(Beginning of Text for analysis)

The degree of realism needed for a given modeling study is a dimension well known to environmental modelers. Of particular interest here is the need to navigate the tension between the context dependence of social-ecological phenomena and the need to find generalizable insights to support management and governance.
The reference scheme ModSES delineates a space to map different research aims and align them with suitable modeling approaches. Each research aim and model type is mapped according to the degree of realism and degree of integration that models in support of this aim should incorporate (Fig. 1). The tensions between generality and realism and between science and society are struggles that different environmental modeling communities have faced for decades. Modeling studies aimed at addressing the former cover a range from theoretical to case-based research that differ with respect to the levels of abstraction and aggregation of relevant entities and interactions or processes (Baumgärtner et al. 2008). Studies addressing the latter are concerned with the complexities and context dependence of specific problem situations as well as the need to take into account different knowledge systems and coproduce knowledge with stakeholders (Tengö et al. 2014). The nature of these tensions is the same for SESs research, but with some important nuances related to the complexity and intertwined nature of SESs, where humans and ecosystems coconstitute and affect each other across all scales (Folke et al. 2016). This situation requires a focus on social-ecological relations and interactions as the core processes determining outcomes, which significantly goes beyond an ecological model that incorporates human action as a driver, or an economic model that regards ecosystems as an input to a production function (Schlüter et al. 2012). This focus on interdependence poses additional challenges for the degree of integration and the degree of realism because social-ecological relations can play out differently in different contexts.
Our alignment of research aims with model types, degrees of integration, and realism is based on an assessment of the characteristics of different model types and a review of their use in other disciplines. Additionally, it is informed by many years of the authors’ modeling experience in ecology, environmental systems, natural resource management, SESs, and participatory processes using all types of models highlighted here. When assessing the suitability of a model type for a research aim, the following two criteria are of importance. First, the research aim and research question determine the level of aggregation of the elements in the model (e.g., subsystem, aggregate variable, or individual agent) and level of realism needed in a model. Different types of models allow different levels of aggregation and realism; for example, a dynamical systems model cannot incorporate individual characteristics of actors or organisms and is very restricted with respect to its complexity because of the mathematical analyses used to identify fixed points and their stability. In contrast, a structurally realistic model disaggregates a SES into agents (individual or collective actors such as farmers or households or tree functional groups) and their interactions with each other and their environment. That type of model can be implemented with a high degree of realism as an empirical model that is parameterized with empirical data or as a toy model that is based on hypotheses about agent interactions that may be informed by empirical observations or theory. These models, however, can only be analyzed through statistical analysis of the outcomes of time-based simulations.

(End of Text for analysis)

List every field in which, according to the passage above on modeling social-ecological systems, the authors have modeling experience.

(Beginning of Stored data)

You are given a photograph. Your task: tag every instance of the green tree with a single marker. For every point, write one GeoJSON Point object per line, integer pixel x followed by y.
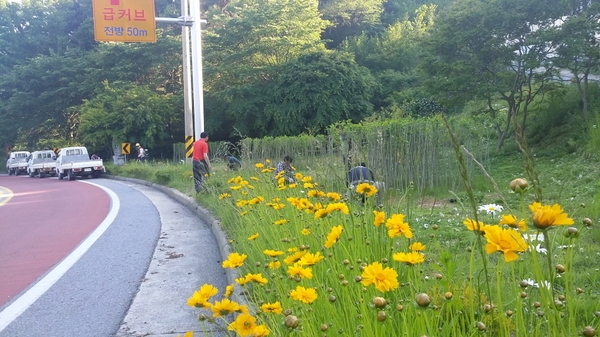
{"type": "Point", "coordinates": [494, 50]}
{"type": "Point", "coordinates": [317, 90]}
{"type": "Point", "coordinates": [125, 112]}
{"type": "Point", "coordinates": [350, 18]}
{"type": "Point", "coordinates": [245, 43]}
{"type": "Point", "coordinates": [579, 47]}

(End of Stored data)
(Beginning of Stored data)

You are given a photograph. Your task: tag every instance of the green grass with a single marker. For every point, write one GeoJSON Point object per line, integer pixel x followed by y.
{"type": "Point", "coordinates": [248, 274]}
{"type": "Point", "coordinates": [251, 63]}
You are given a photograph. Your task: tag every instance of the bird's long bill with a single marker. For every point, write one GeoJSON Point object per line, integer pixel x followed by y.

(End of Stored data)
(Beginning of Stored data)

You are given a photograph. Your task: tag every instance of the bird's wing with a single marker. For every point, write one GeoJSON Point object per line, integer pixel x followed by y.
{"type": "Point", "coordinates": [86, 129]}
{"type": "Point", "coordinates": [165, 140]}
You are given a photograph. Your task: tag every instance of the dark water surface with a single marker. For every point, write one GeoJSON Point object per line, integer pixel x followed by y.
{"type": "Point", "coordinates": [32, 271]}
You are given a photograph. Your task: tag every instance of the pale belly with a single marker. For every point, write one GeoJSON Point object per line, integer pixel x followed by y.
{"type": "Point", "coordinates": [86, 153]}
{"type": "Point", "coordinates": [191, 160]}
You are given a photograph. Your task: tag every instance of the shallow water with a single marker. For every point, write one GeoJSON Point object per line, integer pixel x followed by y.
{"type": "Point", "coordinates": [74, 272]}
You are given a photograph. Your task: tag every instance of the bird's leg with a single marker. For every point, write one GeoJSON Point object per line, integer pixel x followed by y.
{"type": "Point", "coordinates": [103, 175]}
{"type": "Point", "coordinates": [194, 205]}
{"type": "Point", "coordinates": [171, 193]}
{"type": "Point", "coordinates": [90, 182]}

(End of Stored data)

Your response →
- Ecology
- Environmental systems
- Natural resource management
- SESs
- Participatory processes